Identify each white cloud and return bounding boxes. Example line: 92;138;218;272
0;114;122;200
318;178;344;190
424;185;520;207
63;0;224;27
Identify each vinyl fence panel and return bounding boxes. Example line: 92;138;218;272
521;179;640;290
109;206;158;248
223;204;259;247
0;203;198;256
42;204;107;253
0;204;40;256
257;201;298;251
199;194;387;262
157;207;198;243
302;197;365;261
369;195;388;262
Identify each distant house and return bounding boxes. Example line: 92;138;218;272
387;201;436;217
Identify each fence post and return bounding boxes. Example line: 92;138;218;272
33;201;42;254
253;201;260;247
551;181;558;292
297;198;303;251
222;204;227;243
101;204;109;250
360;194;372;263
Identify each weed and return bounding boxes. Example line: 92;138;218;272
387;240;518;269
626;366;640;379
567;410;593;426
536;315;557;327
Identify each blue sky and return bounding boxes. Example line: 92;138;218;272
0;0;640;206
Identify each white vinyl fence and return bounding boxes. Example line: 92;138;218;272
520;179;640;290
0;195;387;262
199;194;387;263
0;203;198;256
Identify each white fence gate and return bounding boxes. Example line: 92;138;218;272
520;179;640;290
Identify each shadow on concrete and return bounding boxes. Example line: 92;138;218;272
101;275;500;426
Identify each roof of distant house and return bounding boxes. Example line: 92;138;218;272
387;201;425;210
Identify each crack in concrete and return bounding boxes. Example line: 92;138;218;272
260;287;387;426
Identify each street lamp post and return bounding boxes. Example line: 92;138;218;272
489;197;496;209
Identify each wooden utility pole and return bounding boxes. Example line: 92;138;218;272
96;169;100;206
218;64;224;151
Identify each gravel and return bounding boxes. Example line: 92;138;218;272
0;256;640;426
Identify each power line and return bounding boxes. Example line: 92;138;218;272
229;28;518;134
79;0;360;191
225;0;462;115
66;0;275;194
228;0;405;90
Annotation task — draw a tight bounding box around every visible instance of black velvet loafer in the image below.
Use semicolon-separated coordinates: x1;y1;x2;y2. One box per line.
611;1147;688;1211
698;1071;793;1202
★ ★ ★
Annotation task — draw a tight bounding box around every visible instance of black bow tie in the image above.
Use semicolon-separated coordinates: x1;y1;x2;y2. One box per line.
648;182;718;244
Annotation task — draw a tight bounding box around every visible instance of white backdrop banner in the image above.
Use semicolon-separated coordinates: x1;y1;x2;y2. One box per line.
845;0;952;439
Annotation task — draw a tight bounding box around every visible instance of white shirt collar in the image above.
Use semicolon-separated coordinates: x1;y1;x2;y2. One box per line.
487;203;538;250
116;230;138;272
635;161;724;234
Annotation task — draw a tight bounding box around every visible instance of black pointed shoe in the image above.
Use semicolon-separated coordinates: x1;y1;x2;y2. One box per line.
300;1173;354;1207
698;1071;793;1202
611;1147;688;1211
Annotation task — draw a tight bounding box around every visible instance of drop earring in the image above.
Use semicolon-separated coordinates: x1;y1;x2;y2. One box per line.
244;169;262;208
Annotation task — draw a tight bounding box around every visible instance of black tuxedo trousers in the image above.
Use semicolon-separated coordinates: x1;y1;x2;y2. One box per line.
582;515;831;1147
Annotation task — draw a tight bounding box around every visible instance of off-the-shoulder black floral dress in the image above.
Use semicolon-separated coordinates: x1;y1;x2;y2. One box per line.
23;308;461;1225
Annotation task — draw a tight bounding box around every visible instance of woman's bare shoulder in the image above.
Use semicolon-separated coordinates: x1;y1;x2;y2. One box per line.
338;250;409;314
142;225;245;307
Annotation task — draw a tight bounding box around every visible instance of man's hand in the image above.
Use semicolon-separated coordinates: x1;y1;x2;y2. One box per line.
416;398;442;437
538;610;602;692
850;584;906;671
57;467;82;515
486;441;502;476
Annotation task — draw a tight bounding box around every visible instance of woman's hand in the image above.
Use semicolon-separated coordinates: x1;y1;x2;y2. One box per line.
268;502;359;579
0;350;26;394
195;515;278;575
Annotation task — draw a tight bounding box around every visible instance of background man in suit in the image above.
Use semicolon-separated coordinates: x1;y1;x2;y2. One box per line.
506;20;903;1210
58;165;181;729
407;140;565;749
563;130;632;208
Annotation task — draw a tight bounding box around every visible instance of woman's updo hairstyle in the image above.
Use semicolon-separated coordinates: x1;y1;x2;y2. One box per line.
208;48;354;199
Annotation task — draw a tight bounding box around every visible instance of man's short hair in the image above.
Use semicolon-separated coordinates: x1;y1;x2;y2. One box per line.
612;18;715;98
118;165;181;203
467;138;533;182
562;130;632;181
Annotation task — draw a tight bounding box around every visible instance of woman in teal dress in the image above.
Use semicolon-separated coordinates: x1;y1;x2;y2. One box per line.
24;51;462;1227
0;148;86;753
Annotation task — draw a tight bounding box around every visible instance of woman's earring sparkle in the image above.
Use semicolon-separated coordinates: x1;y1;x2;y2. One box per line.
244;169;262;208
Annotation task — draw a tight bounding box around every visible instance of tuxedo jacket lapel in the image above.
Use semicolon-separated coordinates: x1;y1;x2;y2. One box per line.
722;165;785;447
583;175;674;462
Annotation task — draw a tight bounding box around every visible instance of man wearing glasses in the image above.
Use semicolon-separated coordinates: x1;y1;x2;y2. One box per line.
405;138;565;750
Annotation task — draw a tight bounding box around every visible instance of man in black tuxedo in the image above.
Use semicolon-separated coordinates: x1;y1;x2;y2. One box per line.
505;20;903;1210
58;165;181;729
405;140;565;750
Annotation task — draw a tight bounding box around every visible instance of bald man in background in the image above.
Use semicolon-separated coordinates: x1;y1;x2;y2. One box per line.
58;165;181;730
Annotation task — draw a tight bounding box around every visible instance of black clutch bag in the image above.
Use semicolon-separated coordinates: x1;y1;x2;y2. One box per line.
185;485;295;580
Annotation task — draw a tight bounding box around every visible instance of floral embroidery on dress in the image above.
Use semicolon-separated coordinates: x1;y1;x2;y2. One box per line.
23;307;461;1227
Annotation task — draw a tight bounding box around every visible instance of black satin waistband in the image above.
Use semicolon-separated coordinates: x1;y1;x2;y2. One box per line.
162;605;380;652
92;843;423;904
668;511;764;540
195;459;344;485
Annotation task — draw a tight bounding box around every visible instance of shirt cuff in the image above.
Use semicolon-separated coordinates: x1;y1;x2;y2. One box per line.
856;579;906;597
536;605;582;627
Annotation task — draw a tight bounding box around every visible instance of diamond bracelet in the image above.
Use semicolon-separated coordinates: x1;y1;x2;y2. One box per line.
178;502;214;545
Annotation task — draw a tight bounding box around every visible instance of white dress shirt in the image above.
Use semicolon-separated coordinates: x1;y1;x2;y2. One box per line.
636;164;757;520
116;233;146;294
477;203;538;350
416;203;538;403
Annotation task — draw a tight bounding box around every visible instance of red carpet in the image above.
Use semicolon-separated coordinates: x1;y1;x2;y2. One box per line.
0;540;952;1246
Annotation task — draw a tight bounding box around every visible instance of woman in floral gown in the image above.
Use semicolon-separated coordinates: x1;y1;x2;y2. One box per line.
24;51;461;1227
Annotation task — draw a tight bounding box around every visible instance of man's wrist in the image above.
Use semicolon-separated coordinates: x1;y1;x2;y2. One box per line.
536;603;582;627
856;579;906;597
★ ★ ★
Output, unchanged, the entries from the line containing "cuff in the image above." through the line containing "0;540;952;1246", with both of those lines included.

Annotation task — draw a tight bounding box around every visible instance of shirt cuff in the image above.
Use semicolon-separated coordinates: x1;y1;x2;y2. One box per line.
856;579;906;597
536;605;582;627
Annotation task — draw a tight bounding box around every visible instance of diamond bracelet in the image above.
Use semicolon-separated coordinates: x1;y1;x2;y2. One box per line.
178;502;214;545
Annotation task — draw a tight bounding box around every visible instance of white dress shirt in the image above.
Use semicolon-separated coordinates: x1;y1;x2;y2. One box per line.
636;164;757;520
116;233;146;294
477;203;538;350
416;203;538;403
Annotation task — draw a tight bounding box around every visible instance of red carpet in the image above.
Use semicolon-separated coordinates: x1;y1;x2;y2. One box per line.
0;540;952;1246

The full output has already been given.